● **What you will do**:
(a) Translate this sentence from the credit and loans text into Spanish: "An unsecured loan is a loan that does not require you to secure your loan with collateral."
(b) Print the credit and loans text exactly, covering everything from "- Use credit" down to "credit utilization ratio.".

● **Text to read**:

--*--

If you want more loan options with better terms, work on improving your credit. Although the process can take time, there are several things you can do to raise your credit score:
- Pay your bills on time. Having a history of timely payments indicates to credit agencies that you’re a reliable borrower. If possible, set up automatic payments with your bank for at least the minimum balance due each month.
- Pay down your debt. By decreasing your overall debt balance, you improve your debt-to-income ratio. One good way to do this is the debt avalanche method, where you focus on paying off the highest-interest debt first. You can also start by paying off the smallest debts first and gradually working your way up.
- Use credit score-boosting programs. Some credit cards are designed to help you boost credit, reporting your timely payments to all three of the major credit bureaus. Some companies, like Experian, also offer programs that allow you to add items like utility and phone bills to your credit history.
- Leave unused credit cards open. Even if you have a credit card that you never use, it’s best to leave the account open; credit bureaus favor accounts with long histories. Keeping unused credit cards also increases the amount of overall credit you have, which improves your credit utilization ratio.
- Don’t open too many credit cards at the same time. Every time you open a credit card, the lender will do a hard pull of your credit report, which temporarily damages your credit score. If you’re looking to consolidate debt using credit cards, it may be best to start with one balance transfer credit card and focus on paying off any remaining debt on your old cards.
- Fix errors on your credit report. Make sure to periodically read through your credit reports and contact the credit bureaus with any errors that may be lowering your credit score. You are entitled to one free credit report from each of the bureaus each year, and some banks will even provide you with a monthly credit score update. If you notice any patterns you can’t explain, follow up with the bureaus as soon as possible.
What is an unsecured personal loan?
Most personal loans, including all of the lenders listed above, are unsecured. An unsecured loan is a loan that does not require you to secure your loan with collateral. However, if you have extremely bad credit, you may want to search for a secured loan, which uses your home, car or a savings account as collateral. With a secured loan, that collateral may be seized if you fall behind on loan payments.
How much can I borrow?
Personal loans are commonly anywhere from $1,000 to $50,000. With that said, you may not qualify for all loan amounts; lenders may reserve higher loan amounts for people with higher credit scores, and some states have required minimums and maximums. You can find out how much you are eligible to borrow by going through a lender’s prequalification form.
Can you get a small loan with bad credit?
You can get a small loan with bad credit, but you’ll have to ensure that you’re not applying for a predatory loan. Many smaller loans under $1,000 come from payday lenders, which charge astronomically high interest rates. If you’re looking for a relatively small loan, it’s best to shop around with more reputable lenders first. Most lenders set their lowest loan amount around $1,000, but you may have more luck finding a loan for a few hundred dollars with your local bank.

--*--

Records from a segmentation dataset

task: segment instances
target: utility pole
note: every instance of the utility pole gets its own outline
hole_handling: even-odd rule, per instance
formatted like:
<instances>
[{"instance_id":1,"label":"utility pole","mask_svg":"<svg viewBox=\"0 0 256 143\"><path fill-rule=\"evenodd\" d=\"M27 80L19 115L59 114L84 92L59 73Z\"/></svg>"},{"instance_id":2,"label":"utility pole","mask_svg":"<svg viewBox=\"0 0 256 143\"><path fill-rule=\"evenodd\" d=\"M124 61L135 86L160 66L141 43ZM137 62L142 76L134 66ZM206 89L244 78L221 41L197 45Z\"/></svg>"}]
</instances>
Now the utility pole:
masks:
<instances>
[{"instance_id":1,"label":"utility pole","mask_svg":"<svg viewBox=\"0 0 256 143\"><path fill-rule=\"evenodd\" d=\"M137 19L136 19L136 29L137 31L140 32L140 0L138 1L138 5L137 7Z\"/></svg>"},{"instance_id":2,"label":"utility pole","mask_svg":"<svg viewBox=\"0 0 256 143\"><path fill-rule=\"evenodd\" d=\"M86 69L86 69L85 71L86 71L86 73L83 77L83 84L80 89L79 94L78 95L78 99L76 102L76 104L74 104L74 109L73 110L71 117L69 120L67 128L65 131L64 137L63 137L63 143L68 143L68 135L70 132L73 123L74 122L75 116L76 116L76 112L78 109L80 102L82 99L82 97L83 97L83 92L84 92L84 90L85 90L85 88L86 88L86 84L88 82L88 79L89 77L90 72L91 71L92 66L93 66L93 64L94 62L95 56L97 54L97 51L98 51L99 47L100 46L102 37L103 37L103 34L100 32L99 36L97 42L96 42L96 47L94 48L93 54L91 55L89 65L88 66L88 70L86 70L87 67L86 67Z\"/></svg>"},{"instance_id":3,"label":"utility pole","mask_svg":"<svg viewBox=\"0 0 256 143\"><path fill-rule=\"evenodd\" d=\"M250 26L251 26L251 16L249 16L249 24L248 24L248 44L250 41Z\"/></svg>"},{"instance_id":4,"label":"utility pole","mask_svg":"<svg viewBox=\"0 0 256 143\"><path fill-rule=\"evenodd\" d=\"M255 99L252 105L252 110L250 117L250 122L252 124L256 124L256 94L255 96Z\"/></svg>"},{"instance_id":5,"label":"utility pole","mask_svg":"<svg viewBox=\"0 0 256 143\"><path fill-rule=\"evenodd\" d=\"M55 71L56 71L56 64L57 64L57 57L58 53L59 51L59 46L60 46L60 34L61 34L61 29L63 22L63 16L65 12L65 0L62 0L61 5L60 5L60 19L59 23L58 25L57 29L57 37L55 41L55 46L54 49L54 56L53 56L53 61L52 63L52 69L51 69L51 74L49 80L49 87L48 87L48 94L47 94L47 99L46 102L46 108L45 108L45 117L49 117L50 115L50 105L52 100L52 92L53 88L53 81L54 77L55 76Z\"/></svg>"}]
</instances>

--*--

● **Responses to the exercise**:
(a) Un préstamo no garantizado es un préstamo que no exige que respaldes tu préstamo con una garantía.

(b)
- Use credit score-boosting programs. Some credit cards are designed to help you boost credit, reporting your timely payments to all three of the major credit bureaus. Some companies, like Experian, also offer programs that allow you to add items like utility and phone bills to your credit history.
- Leave unused credit cards open. Even if you have a credit card that you never use, it’s best to leave the account open; credit bureaus favor accounts with long histories. Keeping unused credit cards also increases the amount of overall credit you have, which improves your credit utilization ratio.